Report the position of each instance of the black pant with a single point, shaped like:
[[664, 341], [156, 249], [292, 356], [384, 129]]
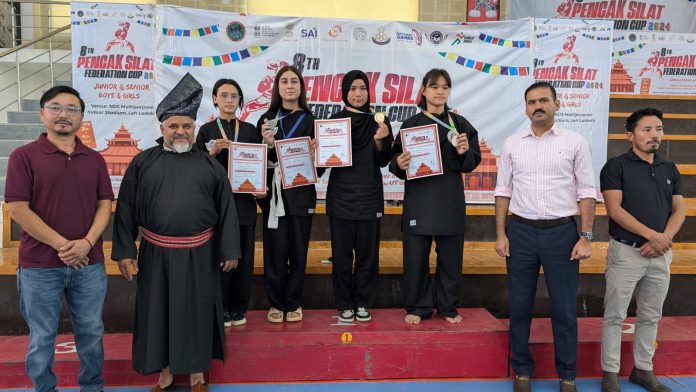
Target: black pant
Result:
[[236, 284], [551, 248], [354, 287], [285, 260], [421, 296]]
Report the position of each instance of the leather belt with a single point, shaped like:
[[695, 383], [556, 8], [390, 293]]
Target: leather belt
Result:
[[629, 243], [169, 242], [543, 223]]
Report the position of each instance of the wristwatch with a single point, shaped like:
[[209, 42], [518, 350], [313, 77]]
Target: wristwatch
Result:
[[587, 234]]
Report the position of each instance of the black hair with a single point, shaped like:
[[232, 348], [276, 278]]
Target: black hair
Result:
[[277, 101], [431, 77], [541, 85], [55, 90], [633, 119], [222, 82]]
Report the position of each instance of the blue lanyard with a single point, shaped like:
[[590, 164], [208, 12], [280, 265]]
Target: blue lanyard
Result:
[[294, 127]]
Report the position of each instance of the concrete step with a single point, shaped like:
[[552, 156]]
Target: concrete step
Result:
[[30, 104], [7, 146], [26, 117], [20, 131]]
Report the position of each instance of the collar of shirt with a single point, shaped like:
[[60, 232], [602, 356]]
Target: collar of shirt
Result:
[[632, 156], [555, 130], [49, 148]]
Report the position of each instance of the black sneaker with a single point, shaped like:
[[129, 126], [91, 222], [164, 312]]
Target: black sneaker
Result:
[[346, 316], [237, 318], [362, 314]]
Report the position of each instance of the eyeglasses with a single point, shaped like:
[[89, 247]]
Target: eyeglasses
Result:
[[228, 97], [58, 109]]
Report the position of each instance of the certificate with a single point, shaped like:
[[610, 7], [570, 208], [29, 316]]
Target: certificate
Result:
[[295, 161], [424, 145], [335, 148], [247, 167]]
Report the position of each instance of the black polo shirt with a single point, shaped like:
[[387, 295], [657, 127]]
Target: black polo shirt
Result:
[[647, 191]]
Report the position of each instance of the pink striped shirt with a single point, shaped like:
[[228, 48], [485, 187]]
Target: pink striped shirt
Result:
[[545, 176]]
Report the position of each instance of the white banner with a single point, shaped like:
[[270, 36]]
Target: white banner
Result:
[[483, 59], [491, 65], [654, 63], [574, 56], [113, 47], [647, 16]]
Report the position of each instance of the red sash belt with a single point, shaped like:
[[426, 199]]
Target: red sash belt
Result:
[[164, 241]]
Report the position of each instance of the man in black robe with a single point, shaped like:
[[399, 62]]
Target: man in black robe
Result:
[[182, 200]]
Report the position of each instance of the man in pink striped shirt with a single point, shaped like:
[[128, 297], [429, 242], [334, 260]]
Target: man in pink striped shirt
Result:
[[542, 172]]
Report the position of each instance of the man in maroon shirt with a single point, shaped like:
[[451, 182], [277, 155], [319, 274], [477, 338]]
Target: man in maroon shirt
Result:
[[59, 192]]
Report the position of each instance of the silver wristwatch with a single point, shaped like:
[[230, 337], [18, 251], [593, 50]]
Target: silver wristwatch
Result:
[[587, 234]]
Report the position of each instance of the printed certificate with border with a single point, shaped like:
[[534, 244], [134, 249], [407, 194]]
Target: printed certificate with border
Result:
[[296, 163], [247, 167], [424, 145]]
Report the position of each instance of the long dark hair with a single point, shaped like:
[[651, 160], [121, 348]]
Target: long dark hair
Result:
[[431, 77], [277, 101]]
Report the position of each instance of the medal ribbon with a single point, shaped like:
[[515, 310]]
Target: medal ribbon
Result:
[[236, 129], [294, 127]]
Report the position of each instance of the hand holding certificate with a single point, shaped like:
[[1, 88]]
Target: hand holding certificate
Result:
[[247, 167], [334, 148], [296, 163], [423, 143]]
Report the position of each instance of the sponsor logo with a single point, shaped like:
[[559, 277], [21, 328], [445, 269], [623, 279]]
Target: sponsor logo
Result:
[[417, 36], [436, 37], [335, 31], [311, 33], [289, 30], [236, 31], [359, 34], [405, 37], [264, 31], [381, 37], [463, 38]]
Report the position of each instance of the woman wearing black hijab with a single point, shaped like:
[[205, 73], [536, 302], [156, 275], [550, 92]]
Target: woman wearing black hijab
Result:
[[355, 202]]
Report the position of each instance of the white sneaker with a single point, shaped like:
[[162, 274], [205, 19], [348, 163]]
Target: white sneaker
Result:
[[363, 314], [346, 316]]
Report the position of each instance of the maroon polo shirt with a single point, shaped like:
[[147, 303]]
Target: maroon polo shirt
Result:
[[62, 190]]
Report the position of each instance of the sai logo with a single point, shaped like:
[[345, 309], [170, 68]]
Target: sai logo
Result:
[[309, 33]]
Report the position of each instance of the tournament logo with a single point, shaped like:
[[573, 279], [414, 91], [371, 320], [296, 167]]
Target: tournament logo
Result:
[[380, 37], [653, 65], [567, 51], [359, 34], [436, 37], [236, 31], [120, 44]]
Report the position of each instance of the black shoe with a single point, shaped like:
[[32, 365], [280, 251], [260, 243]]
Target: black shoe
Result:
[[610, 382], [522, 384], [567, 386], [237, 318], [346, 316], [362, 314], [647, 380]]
--------------------
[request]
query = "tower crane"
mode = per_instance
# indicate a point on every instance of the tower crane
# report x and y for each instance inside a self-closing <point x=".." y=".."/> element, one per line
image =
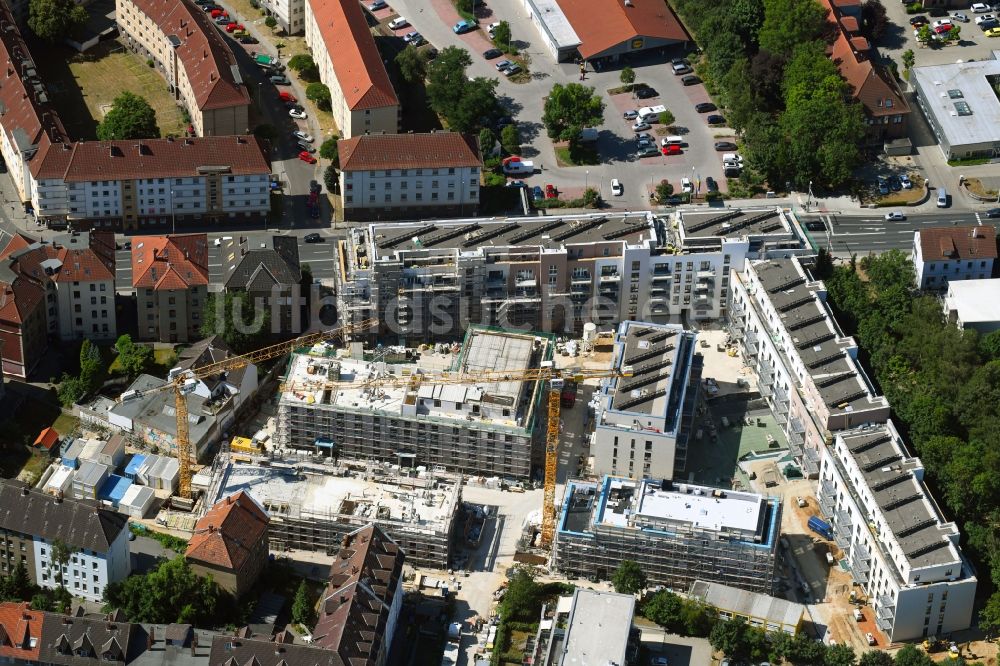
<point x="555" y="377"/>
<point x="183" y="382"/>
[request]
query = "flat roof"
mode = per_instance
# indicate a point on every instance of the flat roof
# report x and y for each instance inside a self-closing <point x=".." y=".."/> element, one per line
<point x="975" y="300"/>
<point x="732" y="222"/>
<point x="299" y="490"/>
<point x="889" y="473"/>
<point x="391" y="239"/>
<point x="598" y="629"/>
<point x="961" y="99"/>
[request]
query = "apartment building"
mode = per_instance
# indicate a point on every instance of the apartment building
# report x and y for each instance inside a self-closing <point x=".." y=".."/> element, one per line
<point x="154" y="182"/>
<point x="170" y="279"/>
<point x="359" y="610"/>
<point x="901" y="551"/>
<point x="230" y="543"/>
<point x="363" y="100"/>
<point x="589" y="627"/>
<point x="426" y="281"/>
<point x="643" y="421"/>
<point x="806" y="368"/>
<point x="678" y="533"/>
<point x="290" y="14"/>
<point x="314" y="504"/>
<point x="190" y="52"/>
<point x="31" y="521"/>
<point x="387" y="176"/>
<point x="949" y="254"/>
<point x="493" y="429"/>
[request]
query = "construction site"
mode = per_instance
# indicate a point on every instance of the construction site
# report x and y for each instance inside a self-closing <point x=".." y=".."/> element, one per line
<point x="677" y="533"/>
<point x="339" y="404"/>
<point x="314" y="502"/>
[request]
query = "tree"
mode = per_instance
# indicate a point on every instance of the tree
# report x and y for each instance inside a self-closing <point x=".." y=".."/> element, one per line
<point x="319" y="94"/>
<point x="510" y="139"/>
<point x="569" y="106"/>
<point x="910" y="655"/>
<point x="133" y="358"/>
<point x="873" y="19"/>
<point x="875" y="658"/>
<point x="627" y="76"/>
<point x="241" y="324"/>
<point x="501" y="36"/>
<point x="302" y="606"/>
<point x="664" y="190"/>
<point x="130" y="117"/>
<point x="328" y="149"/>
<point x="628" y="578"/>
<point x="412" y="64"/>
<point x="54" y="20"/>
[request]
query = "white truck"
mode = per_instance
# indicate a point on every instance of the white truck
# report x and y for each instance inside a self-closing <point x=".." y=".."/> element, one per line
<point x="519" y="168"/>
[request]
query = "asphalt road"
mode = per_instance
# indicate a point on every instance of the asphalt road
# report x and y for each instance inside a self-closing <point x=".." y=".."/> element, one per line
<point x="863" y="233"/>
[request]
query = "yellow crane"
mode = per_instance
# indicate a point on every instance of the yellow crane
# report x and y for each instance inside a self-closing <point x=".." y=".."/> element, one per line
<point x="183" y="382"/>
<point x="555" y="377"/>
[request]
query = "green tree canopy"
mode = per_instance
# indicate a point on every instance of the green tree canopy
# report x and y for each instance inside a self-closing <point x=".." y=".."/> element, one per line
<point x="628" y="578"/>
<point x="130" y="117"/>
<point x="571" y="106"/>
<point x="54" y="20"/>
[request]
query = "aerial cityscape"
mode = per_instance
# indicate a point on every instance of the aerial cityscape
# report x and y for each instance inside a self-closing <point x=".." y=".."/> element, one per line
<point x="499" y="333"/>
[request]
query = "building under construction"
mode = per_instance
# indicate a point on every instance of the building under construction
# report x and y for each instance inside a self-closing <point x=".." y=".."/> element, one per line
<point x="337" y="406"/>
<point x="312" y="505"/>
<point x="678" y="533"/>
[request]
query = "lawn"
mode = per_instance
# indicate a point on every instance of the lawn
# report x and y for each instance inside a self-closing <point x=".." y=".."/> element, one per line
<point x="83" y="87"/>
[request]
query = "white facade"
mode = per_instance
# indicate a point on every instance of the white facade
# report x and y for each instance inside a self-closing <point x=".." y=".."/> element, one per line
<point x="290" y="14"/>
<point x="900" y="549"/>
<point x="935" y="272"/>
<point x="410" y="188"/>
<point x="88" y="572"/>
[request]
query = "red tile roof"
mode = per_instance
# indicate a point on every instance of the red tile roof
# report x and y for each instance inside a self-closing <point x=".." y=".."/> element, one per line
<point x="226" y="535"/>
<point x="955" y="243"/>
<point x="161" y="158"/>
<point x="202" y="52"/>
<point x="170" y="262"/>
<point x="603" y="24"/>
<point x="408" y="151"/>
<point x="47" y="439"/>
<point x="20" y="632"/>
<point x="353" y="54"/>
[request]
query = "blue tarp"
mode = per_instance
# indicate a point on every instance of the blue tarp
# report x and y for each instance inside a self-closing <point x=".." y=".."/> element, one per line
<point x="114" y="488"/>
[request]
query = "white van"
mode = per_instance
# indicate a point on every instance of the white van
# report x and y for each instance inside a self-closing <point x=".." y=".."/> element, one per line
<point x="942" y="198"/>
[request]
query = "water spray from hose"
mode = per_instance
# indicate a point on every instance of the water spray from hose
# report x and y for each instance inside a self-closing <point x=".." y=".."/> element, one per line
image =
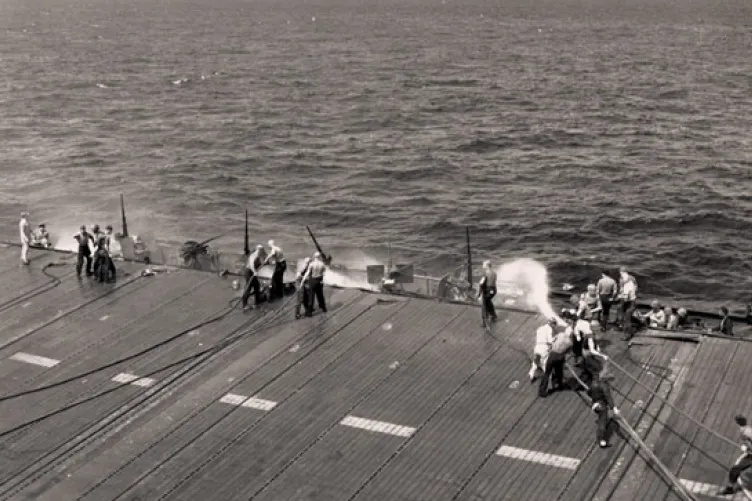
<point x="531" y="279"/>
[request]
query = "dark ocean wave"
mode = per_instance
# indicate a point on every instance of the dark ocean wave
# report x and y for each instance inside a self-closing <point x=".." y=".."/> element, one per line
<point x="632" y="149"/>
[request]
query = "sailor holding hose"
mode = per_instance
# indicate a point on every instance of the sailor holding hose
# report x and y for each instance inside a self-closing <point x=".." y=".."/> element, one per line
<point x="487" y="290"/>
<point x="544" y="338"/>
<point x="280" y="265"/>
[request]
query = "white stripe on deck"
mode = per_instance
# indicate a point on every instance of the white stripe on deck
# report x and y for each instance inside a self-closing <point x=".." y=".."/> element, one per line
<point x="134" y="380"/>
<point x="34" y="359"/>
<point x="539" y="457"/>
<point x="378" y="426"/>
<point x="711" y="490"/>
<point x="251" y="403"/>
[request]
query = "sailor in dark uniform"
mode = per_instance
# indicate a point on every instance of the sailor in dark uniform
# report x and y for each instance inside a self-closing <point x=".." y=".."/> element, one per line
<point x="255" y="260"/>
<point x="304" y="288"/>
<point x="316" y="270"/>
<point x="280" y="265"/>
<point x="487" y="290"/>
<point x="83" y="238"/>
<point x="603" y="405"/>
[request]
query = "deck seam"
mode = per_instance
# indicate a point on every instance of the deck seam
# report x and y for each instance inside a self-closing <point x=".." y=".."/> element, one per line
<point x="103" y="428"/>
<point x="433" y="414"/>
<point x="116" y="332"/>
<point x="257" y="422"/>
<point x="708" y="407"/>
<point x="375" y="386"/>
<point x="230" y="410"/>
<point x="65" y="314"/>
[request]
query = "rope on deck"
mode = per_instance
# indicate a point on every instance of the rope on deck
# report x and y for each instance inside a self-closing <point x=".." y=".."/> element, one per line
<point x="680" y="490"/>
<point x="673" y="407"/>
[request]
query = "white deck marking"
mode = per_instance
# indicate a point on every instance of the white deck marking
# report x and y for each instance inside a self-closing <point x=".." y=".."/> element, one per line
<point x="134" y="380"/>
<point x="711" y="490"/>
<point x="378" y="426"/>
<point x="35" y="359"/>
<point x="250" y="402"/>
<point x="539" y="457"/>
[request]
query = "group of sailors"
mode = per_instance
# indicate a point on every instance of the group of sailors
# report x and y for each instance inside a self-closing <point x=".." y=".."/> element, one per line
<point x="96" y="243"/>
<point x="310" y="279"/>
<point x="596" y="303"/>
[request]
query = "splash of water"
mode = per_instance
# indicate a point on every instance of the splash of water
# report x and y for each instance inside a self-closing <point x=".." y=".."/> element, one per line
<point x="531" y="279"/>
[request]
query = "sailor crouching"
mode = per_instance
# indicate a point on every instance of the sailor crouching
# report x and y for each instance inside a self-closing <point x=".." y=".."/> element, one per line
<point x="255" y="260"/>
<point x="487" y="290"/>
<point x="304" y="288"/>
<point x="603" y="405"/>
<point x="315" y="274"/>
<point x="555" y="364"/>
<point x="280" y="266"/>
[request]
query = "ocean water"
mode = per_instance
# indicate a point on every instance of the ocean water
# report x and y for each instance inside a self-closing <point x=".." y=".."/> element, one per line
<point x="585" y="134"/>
--------------------
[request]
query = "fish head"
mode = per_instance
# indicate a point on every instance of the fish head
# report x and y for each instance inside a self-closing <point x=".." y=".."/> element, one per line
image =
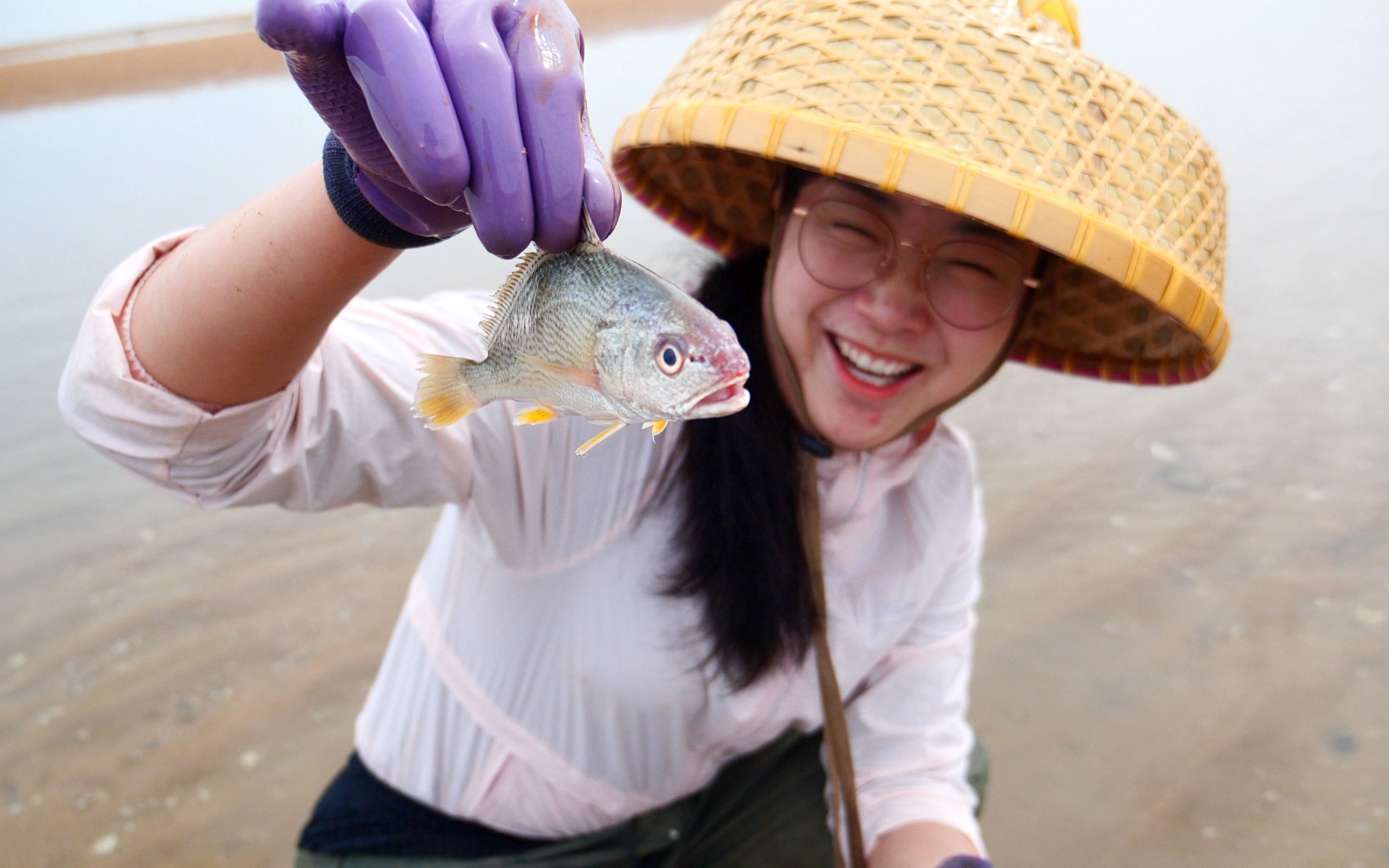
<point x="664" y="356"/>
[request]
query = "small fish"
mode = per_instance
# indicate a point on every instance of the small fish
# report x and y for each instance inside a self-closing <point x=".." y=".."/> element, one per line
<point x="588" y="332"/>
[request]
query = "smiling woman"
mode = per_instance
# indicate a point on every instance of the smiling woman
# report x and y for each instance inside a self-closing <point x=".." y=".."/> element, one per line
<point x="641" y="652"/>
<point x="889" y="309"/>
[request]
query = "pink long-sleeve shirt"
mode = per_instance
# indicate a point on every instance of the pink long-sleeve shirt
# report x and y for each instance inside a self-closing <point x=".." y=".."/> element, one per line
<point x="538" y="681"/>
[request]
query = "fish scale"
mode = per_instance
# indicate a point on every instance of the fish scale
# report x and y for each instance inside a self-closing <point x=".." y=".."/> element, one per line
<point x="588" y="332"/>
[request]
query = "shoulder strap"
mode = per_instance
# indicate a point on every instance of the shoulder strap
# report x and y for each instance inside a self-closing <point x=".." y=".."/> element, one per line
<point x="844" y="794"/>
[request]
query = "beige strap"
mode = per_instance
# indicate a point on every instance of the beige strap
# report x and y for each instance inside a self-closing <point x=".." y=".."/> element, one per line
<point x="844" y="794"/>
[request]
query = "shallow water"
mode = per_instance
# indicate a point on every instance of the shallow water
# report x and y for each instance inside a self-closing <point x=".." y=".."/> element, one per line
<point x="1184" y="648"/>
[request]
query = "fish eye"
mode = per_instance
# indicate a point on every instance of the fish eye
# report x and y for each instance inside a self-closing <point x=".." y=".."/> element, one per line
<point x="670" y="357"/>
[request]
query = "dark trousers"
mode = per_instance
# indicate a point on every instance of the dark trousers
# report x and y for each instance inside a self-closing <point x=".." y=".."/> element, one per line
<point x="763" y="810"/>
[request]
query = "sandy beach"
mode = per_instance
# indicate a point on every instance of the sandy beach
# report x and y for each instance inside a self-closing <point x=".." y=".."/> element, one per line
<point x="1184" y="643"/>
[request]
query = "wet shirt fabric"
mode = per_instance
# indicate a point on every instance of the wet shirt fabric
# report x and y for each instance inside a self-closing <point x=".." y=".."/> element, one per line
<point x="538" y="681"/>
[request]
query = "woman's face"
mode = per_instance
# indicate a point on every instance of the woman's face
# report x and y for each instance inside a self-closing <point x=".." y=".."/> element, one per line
--------------------
▶ [Work task]:
Counting only lines above that contain the string "wave", report how many there are and write nothing further.

▶ [Solution for this task]:
2